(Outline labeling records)
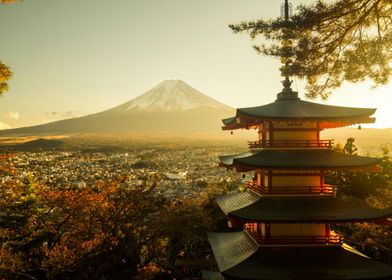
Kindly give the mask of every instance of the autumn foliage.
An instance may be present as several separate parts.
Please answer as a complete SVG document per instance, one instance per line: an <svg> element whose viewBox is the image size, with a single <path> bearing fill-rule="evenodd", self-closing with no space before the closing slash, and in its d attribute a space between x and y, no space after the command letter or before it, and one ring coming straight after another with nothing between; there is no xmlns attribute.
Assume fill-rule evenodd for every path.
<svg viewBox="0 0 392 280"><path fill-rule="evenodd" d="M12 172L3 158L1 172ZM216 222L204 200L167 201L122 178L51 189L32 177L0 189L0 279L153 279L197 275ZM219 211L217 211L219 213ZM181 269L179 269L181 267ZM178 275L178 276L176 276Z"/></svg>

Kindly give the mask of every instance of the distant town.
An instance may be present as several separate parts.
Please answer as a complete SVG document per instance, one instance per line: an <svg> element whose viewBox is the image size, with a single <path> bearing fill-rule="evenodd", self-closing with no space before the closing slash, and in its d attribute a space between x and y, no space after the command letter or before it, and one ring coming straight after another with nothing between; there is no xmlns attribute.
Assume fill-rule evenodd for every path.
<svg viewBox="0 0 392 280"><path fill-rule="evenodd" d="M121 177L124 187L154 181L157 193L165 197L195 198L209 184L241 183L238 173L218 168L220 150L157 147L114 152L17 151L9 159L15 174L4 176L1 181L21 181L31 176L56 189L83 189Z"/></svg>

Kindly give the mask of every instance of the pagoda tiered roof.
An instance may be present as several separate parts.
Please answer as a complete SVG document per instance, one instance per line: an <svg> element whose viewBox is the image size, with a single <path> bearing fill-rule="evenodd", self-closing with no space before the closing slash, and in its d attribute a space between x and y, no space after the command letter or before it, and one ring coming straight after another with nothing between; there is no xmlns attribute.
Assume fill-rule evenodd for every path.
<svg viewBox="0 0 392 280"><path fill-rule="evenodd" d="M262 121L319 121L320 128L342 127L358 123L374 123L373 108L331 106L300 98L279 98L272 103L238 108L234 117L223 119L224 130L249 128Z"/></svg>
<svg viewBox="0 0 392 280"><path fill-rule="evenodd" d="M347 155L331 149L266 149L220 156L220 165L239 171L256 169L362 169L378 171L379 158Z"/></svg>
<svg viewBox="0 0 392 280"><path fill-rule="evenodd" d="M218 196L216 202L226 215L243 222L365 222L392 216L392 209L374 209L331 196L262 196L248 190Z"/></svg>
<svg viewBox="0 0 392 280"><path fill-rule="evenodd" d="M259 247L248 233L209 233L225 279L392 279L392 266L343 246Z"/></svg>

**Exercise task**
Can you output every line of the records above word for word, leaving out the pictures?

**Answer to the task**
Kindly give the mask of every instance of the autumn foliage.
An instance may be present as several separate parts.
Please answer as a complete SVG document per instance, one instance per line: an <svg> element whose viewBox is the image size, with a single <path> bearing fill-rule="evenodd", self-closing with no space before the closing slash, and in its d attribute a space between x and y, no space after the command letter or before it, and one ring coming straight after another with nothing between; there is no xmlns attribute.
Assume fill-rule evenodd for every path.
<svg viewBox="0 0 392 280"><path fill-rule="evenodd" d="M12 172L3 158L1 172ZM216 222L204 200L167 201L122 178L51 189L32 177L0 189L0 279L153 279L197 275ZM219 211L217 211L219 213ZM181 269L179 269L181 267ZM178 275L178 276L176 276Z"/></svg>

Kindly give the mask of every instance of the distant town.
An instance may be present as several separate parts.
Please answer as a complete SVG document per instance, one instance per line: an <svg> element whose viewBox is the image size, with a single <path> bearing fill-rule="evenodd", self-closing with no space before the closing slash, and in its d attribute a space between x and y, no space after the command letter or before it, and one ring coming straight after another with nothing between; there is no xmlns attribute.
Assume fill-rule evenodd for every path.
<svg viewBox="0 0 392 280"><path fill-rule="evenodd" d="M121 177L124 187L154 181L157 193L165 197L195 198L209 184L241 183L238 173L218 168L220 150L157 147L114 152L17 151L9 159L15 174L4 176L1 181L21 181L31 176L56 189L83 189Z"/></svg>

Kindly give the mask of every instance of the pagoda tiered roof.
An instance may be present as several separate parts.
Please answer as a complete SVG document per instance, one instance per line: an <svg> element whose viewBox is the image size, with a single <path> bearing fill-rule="evenodd", self-closing with no space before the closing slash, and in its d attribute a space between x and y, no space after the command letter or before it, and one ring coming straight after another with nothing between; there is no xmlns attribute.
Assume fill-rule evenodd for every path.
<svg viewBox="0 0 392 280"><path fill-rule="evenodd" d="M262 121L319 121L320 128L342 127L358 123L374 123L373 108L331 106L300 98L279 98L272 103L238 108L234 117L223 119L224 130L249 128Z"/></svg>
<svg viewBox="0 0 392 280"><path fill-rule="evenodd" d="M347 155L331 149L266 149L220 156L220 165L239 171L256 169L362 169L378 171L379 158Z"/></svg>
<svg viewBox="0 0 392 280"><path fill-rule="evenodd" d="M218 196L216 202L226 215L243 222L365 222L392 216L392 209L374 209L331 196L262 196L248 190Z"/></svg>
<svg viewBox="0 0 392 280"><path fill-rule="evenodd" d="M259 247L248 233L209 233L225 279L392 279L392 266L343 246Z"/></svg>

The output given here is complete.